- [Text under study]:
+--

The boys were making a name for themselves on the local honky-tonk circuit. They had a different sound than the regular country acts, “When we’d go into a honky-tonk singing those slow songs, we’d trying goosing it up a little so people could dance a little faster and we just worked into it.” Thus began the evaluation into what became known as rockabilly.

This came to a halt when in 1952, Edd was drafted into the Army. With Edd out of the picture, Carl and his brothers, Jay and Clayton, restructured the band. They soon had their sound with the inclusion of a drummer, W.S. Holland.

Edd explained the development of rockabilly by saying, “Rockabilly music came out of blues, country, blacks and gospel.” Southern music sound was a mixture of several varieties of music, rockabilly was about releasing the raw emotion and excitement that was inherent in each style, from the juke joint singers, southern gospel and the deep soulful spirituals, to the try jerkers of country music. This thread of the southern sound was shared among the boys growing up in the south and building onto the rockabilly sound.

Edd stated a good deal of Elvis Presley’s early music and styling came out of Jackson. The story goes that Elvis and Scotty Moore watched Carl Perkins and his band quite a few times. Soon Elvis was using a few of Carl’s licks.

After Elvis signed with Sun Records, owner/producer Sam Phillips was eager to find more acts with a similar sound. Thus Carl and his band ended up in Memphis and signed with Phillips.

In 1955, Edd received his discharge from the Army and was looking to form another band. He was working the local honky-tonk scene when he learned of better-paying gigs in Chicago. There he met Hank Snow, who persuaded him to change his name to Eddy Star. While he was doing okay for himself, Carl was doing even better with his release of “Blue Suede Shoes.”

On March 21, 1956, Carl and his band were headed to New York to perform on the Perry Como Show. Shortly before sunrise on March 22, near Dover, Delaware their vehicle hit the back of a pickup truck and went into a ditch. Carl sustained three fractured vertebrae in his neck, a severe concussion and a broken collar bone. Jay had a fractured neck and severe internal injuries (he later died from a brain tumor in 1958). The driver of the pickup truck, Thomas Phillips, a 40-year-old farmer, died when he was thrown into the steering wheel.

With Jay unable to perform, Edd was invited to join Carl and Holland on the road. Recording for Sun Records allowed the band to tour regularly with Johnny Cash and the Tennessee Three.

+--

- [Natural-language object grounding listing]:
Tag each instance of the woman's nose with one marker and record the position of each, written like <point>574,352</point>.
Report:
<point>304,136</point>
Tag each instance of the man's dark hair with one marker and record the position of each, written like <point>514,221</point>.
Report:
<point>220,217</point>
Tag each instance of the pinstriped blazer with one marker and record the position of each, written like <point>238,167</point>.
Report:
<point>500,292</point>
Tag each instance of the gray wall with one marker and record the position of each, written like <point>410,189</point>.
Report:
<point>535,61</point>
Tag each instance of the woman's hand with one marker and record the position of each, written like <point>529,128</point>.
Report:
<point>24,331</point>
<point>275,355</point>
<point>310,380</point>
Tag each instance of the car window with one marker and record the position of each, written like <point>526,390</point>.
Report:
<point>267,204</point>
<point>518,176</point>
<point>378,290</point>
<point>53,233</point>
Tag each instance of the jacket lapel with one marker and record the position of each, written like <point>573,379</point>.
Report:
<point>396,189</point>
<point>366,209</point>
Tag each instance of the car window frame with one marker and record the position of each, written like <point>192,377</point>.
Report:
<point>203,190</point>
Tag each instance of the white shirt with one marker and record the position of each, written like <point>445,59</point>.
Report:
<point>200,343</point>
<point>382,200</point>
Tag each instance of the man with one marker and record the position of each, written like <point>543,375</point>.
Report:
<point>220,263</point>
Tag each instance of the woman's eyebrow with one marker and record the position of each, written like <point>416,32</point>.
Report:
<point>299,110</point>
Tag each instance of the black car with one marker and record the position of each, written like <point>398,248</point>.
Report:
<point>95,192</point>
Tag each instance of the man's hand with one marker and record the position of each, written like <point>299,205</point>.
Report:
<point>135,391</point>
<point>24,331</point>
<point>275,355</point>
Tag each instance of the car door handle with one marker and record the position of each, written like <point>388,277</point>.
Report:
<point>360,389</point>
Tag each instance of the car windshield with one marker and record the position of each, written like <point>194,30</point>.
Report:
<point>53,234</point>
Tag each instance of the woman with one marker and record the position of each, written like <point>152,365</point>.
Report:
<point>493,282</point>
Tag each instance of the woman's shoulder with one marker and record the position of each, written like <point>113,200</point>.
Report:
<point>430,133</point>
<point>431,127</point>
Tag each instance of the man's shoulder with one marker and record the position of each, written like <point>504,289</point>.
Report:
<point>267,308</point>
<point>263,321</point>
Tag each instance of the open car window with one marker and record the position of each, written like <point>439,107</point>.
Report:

+--

Write what comes next in the text about Carl Perkins's band and the rise of rockabilly, picking up after its final sentence. The listing is separate material and has nothing to do with the rockabilly text.

“We traveled together all the time - along with nearly everybody else in the business” remembered Edd. “They’d do our show or we’d be on theirs.” The touring schedule led them to perform with legends like George Jones, Marty Robbins, Porter Wagoner, Hank Snow and Ernest Tubb.

One of the most memorable Johnny Cash albums “Johnny Cash at San Quentin” Edd along with Carl Perkins can be heard playing during Cash’s set.

The strain on life on the road influenced Edd to consider a new career especially, after his third child. Edd and Jean moved to Huntingdon looking for a simpler life. He began selling insurance and working for WHDM in McKenzie.

“After I went to work at the radio station, we did all kinds of work with charities,” he recalled. They helped raise funds to fight cancer, heart disease and help “God’s special children.”

He later transitioned to FM and started working in Jackson, a job he held for 20 years.

In 1987, he had the first of five different heart operations. In a freak occurrence, nerves that controlled the vocal cords were clipped when an eight-inch portion of his aorta was removed, paralyzing his voice and ending his career.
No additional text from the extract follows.